__作業内容__
**a.** 以下に掲げる『古事記』の現代語訳を読んだ日記の要約を、二文で書け。
**b.** 以下に掲げる『古事記』の現代語訳を読んだ日記を、その最後の文の後から書き継げ。

2024年12月2日(月)

晴れ。

『古事記』の現代語訳を読む(岩波現代文庫)。蓮田善明が訳したものだが、戦前国文学者としての活躍があり、招集されてマレー半島で敗戦を迎える。しかし、敗戦の責任を天皇に帰し、日本精神の壊滅を説く上官を射殺、自らも拳銃で自殺。ある意味「狂」を実現する。三島由紀夫の師のひとりであり、あの事件の誘いになった行為に危ないものを感ずる人もいるだろうが、この訳文は率直なものであり、詩歌の訳は俗っけもあって洒脱で楽しめる。いい訳本である。『古事記』を現代語訳で読むといったら、この一冊を薦める。

__保存済みの記録__
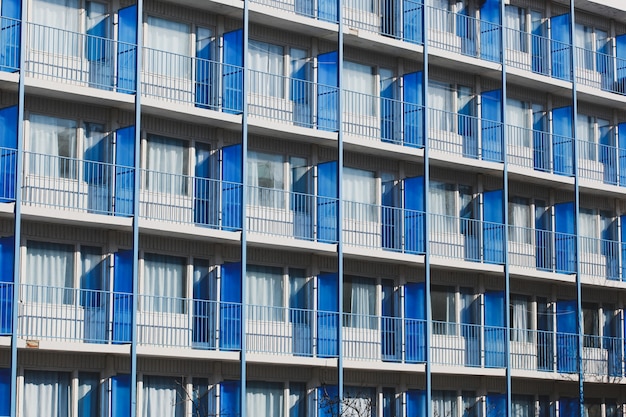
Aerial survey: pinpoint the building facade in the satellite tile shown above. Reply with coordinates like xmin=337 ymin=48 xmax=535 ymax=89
xmin=0 ymin=0 xmax=626 ymax=417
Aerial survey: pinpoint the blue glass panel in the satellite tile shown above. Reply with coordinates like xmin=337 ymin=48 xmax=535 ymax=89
xmin=111 ymin=375 xmax=131 ymax=417
xmin=484 ymin=291 xmax=506 ymax=368
xmin=556 ymin=300 xmax=578 ymax=373
xmin=113 ymin=250 xmax=133 ymax=343
xmin=317 ymin=0 xmax=338 ymax=22
xmin=317 ymin=161 xmax=338 ymax=243
xmin=220 ymin=262 xmax=241 ymax=350
xmin=114 ymin=126 xmax=135 ymax=216
xmin=404 ymin=282 xmax=426 ymax=362
xmin=0 ymin=368 xmax=11 ymax=417
xmin=483 ymin=190 xmax=505 ymax=264
xmin=486 ymin=393 xmax=508 ymax=417
xmin=402 ymin=0 xmax=424 ymax=44
xmin=554 ymin=203 xmax=576 ymax=274
xmin=0 ymin=0 xmax=22 ymax=72
xmin=481 ymin=90 xmax=503 ymax=162
xmin=222 ymin=145 xmax=243 ymax=230
xmin=317 ymin=273 xmax=339 ymax=357
xmin=117 ymin=6 xmax=137 ymax=94
xmin=0 ymin=106 xmax=18 ymax=202
xmin=317 ymin=51 xmax=339 ymax=132
xmin=550 ymin=14 xmax=572 ymax=81
xmin=406 ymin=390 xmax=426 ymax=417
xmin=404 ymin=177 xmax=426 ymax=253
xmin=480 ymin=0 xmax=502 ymax=62
xmin=552 ymin=107 xmax=574 ymax=175
xmin=402 ymin=71 xmax=425 ymax=148
xmin=219 ymin=381 xmax=241 ymax=417
xmin=222 ymin=29 xmax=243 ymax=114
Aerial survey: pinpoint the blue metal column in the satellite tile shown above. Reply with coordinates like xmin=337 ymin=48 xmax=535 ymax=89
xmin=337 ymin=0 xmax=344 ymax=406
xmin=422 ymin=2 xmax=433 ymax=416
xmin=239 ymin=0 xmax=247 ymax=417
xmin=569 ymin=0 xmax=585 ymax=417
xmin=500 ymin=0 xmax=513 ymax=416
xmin=130 ymin=0 xmax=143 ymax=417
xmin=10 ymin=0 xmax=28 ymax=417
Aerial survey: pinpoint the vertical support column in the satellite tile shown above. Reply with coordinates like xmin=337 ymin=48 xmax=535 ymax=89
xmin=500 ymin=0 xmax=513 ymax=416
xmin=130 ymin=0 xmax=143 ymax=417
xmin=337 ymin=0 xmax=344 ymax=406
xmin=569 ymin=0 xmax=585 ymax=417
xmin=10 ymin=0 xmax=28 ymax=417
xmin=239 ymin=0 xmax=247 ymax=417
xmin=422 ymin=2 xmax=433 ymax=416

__作業への回答__
**a.** 筆者は岩波現代文庫の『古事記』の現代語訳を読んだ。訳者の蓮田善明は、敗戦の責任を天皇に帰した上官を射殺して自らも拳銃で自殺した人物だが、筆者はその訳文を率直で、詩歌の訳も洒脱で楽しめるいい訳本だと評し、現代語訳で読むならこの一冊を薦めている。

**b.**
  軒近きところに見ゆる青空に淡き雲浮く夢のごとくに

  あけがたの雲多き空を見はるかすひむがしは闇いまだくらきに

  柊の小さき白き花あまた香る道まがり冬に入りゆく

『論語』子路二四 子貢問ひて曰く「郷人皆これを好みせば如何。」孔子曰く「未だ可ならざるなり。」「郷人皆これを悪まば如何。」孔子曰く「未だ可ならざるなり。郷人の善き者はこれを好し、其の善からざる者はこれを悪まんには如かざるなり。」

  郷人が皆これを好む、あるいは悪むいづれにしてもよからんものぞ

『春秋の花』 森鷗外
・僕にお金が話す時、「どうしても方角がしっかり分からなかったと云ふのが不思議ぢゃありませんか」と云ったが、僕は格別不思議にも思はない。聴くと云ふことは空間的感覚ではないからである。」 『心中』(1911)の断章。

〝『心中』は、鷗外作短編中の白眉であり、また近代日本短編中の屈指である。〟と私は独断している。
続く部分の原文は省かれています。